(Images for object localization)
__________

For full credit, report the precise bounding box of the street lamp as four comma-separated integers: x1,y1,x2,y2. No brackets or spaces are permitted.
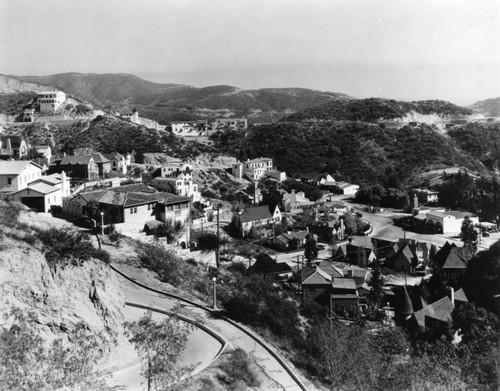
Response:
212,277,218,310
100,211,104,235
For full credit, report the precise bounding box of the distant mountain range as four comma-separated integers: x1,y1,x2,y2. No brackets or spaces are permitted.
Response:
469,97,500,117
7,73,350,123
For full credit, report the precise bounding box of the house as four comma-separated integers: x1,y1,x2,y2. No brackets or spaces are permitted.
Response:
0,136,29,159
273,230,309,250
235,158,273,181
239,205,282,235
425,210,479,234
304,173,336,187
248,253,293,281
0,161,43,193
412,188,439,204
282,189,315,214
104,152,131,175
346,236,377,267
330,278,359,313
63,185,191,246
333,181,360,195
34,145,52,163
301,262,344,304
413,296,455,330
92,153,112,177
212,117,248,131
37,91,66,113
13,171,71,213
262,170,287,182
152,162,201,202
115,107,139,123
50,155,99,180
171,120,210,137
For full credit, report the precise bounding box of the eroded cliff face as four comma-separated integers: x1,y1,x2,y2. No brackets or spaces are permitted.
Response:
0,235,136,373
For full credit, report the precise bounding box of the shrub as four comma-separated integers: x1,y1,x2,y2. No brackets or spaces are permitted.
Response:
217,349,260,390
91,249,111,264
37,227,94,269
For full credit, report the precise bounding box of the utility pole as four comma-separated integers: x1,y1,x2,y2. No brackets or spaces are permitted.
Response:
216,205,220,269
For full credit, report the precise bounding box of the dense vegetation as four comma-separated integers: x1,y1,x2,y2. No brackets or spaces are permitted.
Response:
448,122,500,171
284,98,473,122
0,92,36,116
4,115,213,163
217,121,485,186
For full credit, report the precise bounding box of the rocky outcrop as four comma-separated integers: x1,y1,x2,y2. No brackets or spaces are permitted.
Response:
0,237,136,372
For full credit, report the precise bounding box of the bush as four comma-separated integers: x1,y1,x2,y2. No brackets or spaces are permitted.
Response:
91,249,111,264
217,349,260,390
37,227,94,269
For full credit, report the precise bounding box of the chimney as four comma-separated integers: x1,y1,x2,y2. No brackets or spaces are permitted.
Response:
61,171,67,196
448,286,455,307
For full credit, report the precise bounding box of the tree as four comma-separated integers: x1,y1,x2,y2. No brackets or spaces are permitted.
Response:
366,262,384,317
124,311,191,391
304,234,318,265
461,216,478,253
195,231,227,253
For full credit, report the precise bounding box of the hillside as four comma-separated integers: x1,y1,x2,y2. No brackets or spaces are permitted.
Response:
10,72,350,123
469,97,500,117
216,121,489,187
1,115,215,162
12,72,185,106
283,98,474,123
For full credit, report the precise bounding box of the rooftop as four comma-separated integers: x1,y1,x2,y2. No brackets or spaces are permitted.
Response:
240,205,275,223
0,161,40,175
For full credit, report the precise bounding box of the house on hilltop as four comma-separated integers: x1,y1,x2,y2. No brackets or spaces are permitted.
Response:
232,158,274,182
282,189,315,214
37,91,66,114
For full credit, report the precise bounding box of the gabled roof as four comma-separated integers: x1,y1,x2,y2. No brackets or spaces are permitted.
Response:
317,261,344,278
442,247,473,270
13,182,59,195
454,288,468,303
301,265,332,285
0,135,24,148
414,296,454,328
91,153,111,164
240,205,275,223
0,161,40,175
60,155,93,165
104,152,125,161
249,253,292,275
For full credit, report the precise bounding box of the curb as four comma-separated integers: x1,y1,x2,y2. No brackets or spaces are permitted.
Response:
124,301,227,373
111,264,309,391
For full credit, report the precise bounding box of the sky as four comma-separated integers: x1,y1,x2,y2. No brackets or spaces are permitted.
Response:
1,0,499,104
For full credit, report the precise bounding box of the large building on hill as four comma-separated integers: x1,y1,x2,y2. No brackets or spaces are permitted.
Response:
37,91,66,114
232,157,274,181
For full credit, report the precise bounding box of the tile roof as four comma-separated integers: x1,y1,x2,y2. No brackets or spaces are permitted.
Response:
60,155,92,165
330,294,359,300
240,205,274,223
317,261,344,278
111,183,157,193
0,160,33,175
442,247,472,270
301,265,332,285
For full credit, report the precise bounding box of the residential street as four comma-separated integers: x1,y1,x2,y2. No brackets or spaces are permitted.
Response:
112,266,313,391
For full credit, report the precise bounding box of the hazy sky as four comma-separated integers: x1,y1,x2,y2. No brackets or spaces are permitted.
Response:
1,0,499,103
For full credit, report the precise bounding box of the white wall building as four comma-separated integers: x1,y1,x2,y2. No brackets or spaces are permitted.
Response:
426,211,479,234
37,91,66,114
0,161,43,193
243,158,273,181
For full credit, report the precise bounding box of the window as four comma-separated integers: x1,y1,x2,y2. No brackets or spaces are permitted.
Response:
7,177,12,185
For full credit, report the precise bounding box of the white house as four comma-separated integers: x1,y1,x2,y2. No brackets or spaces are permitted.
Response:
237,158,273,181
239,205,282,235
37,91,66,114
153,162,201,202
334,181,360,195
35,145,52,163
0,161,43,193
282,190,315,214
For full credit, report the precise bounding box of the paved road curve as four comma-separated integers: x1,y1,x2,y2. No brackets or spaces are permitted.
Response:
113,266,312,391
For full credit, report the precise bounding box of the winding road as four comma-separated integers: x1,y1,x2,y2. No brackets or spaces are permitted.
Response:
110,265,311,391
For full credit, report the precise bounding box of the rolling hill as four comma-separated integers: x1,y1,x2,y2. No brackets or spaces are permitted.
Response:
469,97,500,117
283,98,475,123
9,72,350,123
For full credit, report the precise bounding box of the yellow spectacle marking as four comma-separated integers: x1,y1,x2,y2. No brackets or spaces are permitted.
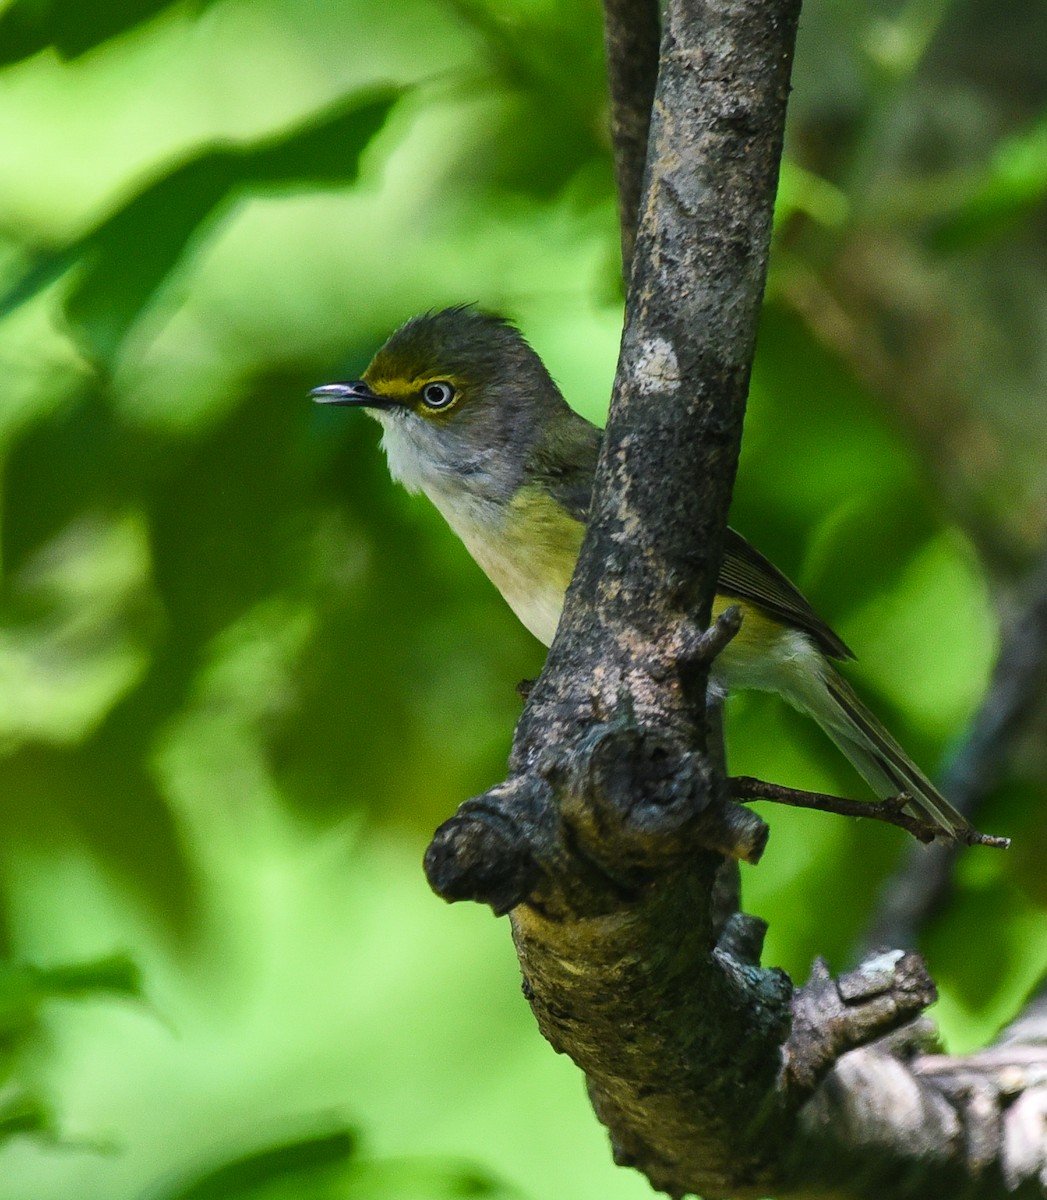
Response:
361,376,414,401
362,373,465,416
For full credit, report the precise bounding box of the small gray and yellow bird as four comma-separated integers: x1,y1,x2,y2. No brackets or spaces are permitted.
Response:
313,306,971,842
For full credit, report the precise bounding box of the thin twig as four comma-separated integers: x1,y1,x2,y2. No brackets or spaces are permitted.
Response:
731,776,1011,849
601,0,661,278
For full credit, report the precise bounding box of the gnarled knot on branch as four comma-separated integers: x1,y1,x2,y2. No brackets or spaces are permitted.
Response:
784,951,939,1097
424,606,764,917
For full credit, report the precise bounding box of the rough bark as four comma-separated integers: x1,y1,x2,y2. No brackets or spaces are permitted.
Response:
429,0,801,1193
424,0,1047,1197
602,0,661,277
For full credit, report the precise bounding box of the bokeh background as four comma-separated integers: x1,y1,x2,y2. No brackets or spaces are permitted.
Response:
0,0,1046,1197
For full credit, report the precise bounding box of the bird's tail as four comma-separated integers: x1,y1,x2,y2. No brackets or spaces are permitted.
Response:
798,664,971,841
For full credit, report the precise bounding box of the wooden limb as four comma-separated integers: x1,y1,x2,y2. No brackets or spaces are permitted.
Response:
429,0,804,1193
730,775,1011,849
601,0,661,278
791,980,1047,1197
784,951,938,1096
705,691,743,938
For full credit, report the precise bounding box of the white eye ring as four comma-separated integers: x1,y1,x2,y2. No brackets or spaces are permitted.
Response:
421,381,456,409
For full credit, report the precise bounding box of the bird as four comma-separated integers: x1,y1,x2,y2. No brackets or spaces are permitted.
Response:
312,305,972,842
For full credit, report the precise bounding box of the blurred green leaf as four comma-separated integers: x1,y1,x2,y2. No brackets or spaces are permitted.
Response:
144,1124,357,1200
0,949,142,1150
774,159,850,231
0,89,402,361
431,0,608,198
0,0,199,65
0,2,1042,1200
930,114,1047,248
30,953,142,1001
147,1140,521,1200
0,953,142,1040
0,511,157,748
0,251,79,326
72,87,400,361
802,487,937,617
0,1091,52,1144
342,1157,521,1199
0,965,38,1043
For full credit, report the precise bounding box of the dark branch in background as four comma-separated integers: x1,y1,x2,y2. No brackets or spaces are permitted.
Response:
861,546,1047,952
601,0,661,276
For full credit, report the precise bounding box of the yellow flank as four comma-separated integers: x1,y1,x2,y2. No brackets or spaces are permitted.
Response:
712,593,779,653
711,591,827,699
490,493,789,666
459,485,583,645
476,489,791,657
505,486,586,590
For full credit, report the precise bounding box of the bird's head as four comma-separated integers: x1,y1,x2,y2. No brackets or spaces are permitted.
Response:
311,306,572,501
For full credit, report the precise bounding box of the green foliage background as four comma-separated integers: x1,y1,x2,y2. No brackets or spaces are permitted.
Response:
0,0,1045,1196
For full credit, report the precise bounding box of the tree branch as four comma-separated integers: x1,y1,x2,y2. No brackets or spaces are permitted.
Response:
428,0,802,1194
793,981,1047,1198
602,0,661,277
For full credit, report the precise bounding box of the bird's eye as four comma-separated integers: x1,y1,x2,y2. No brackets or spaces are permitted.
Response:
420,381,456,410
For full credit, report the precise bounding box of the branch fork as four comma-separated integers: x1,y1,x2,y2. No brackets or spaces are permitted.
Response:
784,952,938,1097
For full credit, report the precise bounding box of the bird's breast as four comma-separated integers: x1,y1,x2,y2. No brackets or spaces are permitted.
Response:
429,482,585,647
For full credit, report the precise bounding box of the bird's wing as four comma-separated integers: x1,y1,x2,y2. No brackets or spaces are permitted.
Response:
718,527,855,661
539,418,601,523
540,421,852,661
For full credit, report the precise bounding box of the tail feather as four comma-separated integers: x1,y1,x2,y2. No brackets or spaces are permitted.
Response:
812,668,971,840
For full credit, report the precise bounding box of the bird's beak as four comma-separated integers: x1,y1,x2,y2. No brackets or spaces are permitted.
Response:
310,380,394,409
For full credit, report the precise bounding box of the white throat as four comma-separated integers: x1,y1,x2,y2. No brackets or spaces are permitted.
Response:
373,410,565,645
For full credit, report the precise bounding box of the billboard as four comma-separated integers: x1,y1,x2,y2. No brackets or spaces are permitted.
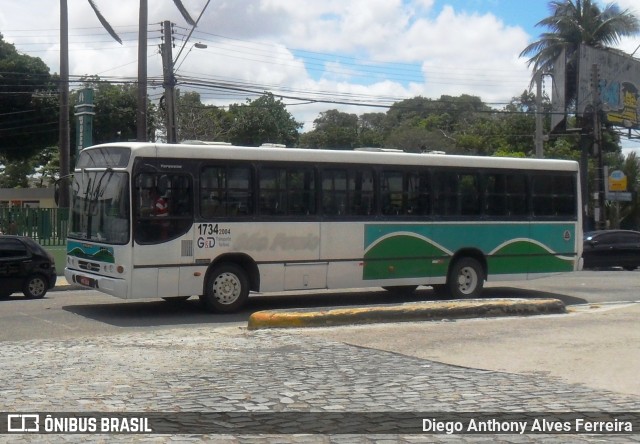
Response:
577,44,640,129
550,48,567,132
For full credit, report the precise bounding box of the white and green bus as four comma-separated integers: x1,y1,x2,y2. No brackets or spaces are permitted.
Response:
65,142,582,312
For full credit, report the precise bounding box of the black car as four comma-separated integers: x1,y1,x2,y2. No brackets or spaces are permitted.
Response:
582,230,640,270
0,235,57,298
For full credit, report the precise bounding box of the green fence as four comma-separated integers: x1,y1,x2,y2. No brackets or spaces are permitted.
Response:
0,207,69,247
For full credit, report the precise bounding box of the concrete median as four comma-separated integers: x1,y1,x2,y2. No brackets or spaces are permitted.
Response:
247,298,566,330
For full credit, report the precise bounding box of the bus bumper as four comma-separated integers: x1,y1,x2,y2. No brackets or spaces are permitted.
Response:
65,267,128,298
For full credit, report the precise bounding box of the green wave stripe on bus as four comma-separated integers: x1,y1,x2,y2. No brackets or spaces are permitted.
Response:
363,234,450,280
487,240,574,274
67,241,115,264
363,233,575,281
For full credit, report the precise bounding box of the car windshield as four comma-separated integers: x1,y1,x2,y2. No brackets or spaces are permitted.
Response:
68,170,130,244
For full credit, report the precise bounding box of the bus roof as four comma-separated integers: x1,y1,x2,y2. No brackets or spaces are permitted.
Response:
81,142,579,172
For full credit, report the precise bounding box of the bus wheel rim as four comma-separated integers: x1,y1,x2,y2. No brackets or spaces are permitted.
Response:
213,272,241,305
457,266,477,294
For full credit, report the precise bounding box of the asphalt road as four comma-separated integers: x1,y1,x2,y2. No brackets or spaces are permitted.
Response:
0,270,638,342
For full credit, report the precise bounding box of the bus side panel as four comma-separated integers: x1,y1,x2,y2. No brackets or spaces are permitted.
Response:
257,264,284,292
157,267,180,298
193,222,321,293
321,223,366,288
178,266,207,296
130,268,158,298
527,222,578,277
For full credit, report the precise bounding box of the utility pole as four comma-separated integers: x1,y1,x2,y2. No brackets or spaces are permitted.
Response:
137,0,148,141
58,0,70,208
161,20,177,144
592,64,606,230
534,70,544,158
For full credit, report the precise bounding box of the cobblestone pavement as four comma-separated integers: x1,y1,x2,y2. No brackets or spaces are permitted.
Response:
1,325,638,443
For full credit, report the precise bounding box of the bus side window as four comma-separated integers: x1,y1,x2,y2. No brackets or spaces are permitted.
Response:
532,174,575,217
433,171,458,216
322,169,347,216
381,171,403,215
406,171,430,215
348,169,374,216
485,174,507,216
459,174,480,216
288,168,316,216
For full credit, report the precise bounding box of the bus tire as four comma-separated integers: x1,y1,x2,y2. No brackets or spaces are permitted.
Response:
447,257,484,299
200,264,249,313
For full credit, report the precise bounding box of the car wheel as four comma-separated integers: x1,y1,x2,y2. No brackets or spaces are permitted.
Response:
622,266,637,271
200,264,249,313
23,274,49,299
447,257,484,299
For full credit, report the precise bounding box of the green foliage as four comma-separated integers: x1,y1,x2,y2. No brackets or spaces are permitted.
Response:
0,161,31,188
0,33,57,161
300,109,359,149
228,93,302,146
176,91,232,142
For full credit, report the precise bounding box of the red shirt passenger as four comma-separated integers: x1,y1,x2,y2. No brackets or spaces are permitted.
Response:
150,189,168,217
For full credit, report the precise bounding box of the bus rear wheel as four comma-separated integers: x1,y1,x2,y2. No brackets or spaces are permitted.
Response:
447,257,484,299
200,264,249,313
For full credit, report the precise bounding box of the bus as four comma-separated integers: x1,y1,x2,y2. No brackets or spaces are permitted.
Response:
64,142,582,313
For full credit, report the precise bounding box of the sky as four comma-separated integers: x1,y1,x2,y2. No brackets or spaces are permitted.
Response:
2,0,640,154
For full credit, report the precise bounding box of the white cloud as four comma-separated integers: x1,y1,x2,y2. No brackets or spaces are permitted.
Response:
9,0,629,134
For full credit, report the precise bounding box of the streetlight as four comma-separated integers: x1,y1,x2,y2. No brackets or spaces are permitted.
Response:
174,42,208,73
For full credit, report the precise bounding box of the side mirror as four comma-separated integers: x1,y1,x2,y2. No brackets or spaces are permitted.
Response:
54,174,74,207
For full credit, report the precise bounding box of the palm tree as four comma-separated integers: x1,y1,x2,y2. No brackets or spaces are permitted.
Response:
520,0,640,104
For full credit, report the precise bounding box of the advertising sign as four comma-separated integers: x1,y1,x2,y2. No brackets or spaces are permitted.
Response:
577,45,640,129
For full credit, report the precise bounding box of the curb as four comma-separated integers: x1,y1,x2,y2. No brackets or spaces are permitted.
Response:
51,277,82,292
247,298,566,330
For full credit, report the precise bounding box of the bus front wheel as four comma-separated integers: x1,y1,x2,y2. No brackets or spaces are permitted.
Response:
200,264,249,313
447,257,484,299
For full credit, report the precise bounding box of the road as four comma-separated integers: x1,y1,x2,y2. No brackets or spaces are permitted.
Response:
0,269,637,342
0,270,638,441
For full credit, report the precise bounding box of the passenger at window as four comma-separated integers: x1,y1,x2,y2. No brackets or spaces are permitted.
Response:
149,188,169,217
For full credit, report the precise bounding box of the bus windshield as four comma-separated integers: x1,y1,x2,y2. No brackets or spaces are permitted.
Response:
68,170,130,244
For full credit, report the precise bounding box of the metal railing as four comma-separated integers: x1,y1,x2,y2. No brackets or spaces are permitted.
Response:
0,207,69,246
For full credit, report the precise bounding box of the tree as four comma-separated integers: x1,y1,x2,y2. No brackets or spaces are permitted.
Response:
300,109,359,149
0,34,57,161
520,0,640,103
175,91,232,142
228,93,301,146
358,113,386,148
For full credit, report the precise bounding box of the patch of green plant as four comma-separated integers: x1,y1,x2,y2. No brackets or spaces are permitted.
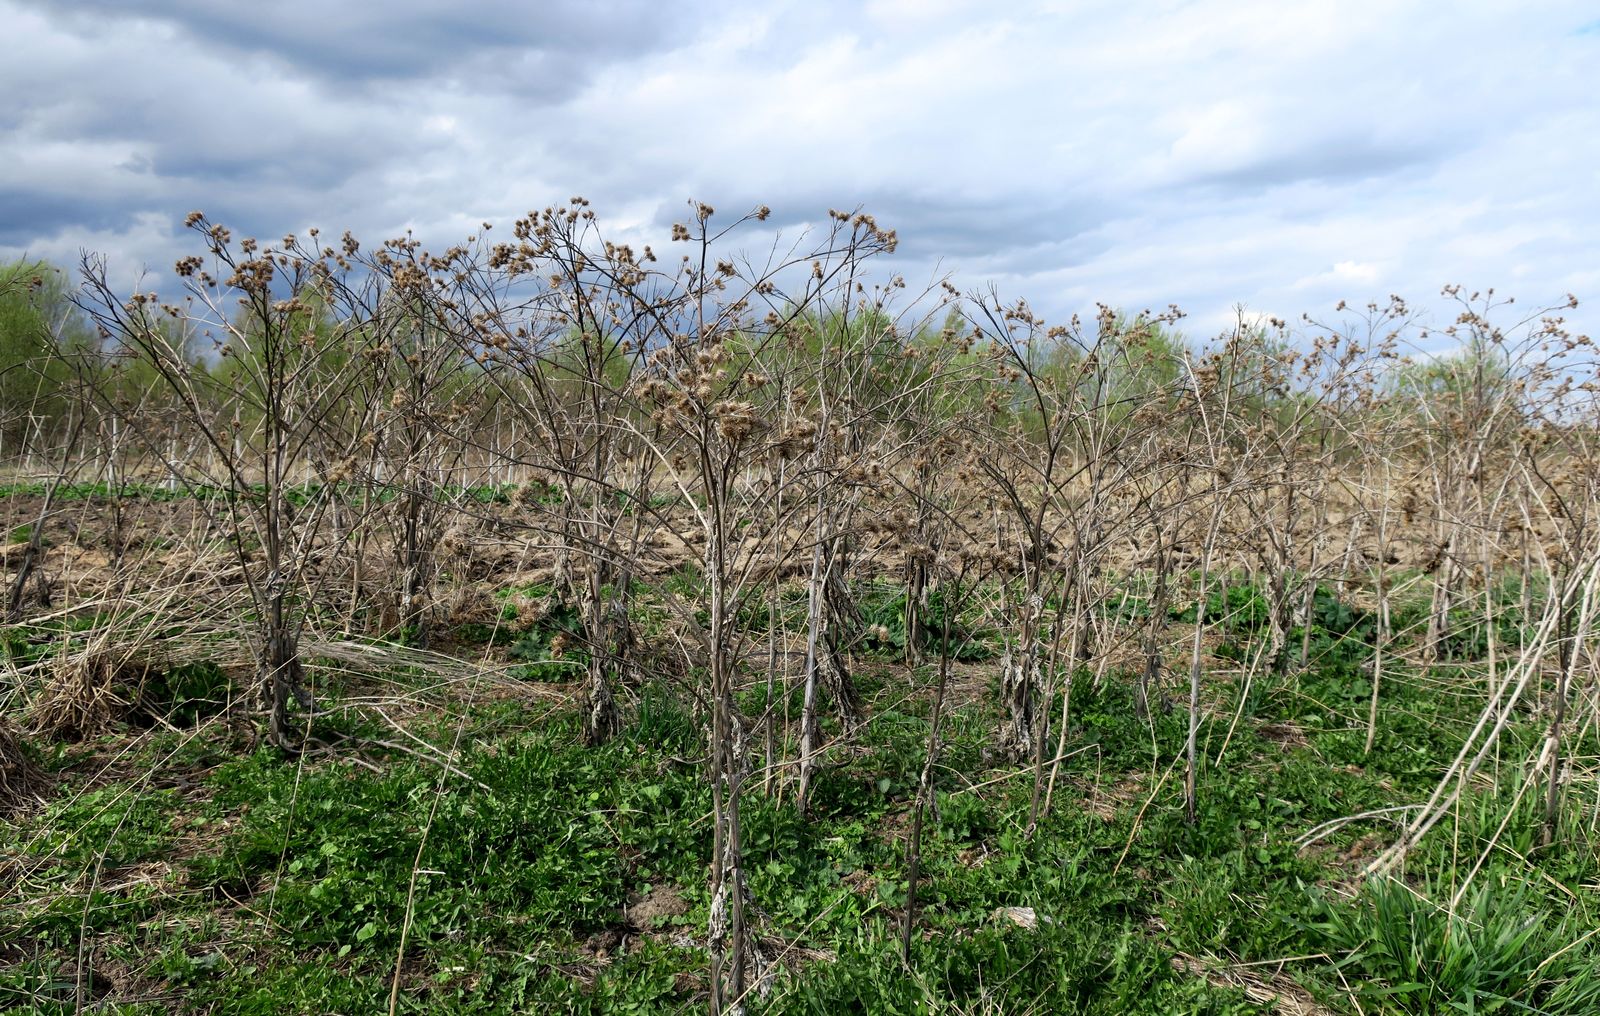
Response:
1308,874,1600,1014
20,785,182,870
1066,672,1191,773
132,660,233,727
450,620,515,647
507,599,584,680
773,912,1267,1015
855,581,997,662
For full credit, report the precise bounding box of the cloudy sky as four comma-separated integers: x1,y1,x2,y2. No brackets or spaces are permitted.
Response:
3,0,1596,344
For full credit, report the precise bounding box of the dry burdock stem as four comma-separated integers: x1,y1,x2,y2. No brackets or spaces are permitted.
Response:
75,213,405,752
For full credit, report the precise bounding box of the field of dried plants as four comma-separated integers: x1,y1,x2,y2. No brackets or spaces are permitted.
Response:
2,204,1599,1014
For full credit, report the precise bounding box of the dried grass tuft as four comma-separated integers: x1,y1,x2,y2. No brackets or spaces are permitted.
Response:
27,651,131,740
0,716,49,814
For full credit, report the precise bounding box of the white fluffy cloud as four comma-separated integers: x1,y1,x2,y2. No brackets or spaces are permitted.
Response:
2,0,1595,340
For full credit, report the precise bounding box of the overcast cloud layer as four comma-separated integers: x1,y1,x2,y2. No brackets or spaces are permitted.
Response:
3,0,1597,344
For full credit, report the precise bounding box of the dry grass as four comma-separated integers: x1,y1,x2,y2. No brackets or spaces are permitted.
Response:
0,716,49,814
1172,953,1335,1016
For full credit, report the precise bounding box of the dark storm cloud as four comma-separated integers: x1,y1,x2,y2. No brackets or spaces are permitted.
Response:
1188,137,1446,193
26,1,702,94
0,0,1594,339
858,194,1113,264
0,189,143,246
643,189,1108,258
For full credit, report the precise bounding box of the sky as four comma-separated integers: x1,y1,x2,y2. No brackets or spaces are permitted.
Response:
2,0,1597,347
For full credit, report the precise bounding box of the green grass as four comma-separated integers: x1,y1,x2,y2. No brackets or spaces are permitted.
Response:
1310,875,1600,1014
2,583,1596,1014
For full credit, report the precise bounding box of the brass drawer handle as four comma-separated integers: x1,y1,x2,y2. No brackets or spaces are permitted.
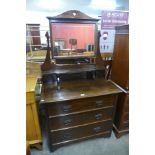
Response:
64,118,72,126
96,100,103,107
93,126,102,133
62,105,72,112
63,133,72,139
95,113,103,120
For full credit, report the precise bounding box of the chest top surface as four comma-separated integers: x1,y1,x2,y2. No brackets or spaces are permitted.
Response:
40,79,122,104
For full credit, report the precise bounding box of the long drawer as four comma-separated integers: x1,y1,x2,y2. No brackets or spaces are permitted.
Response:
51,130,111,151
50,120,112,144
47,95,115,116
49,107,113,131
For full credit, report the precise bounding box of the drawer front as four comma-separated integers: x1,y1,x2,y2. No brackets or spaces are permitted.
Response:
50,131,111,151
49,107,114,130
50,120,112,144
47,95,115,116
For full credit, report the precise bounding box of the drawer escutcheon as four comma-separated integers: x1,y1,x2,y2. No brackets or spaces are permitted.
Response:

__________

In the records, which lines use the word "drawer"? Report them.

For full credit, report the precise bounding box of the brass drawer handle as four comma-separated integers: x1,y1,x2,y2. No brackets or spaces are permitted.
For full credit, report the precise bounding box of the long drawer as four comma-separated integers: x1,y1,x2,y2. No brackets or spaces are permitted.
For full credit, report the precise bounding box of the drawer front as four comma-separated integers: x1,y1,x2,y2. No brackets or spaces are permitted.
For full credit, report the precise bounding box of the drawer escutcheon as four comma-separated integers: x1,y1,x2,y2. No brackets or spaces are permitted.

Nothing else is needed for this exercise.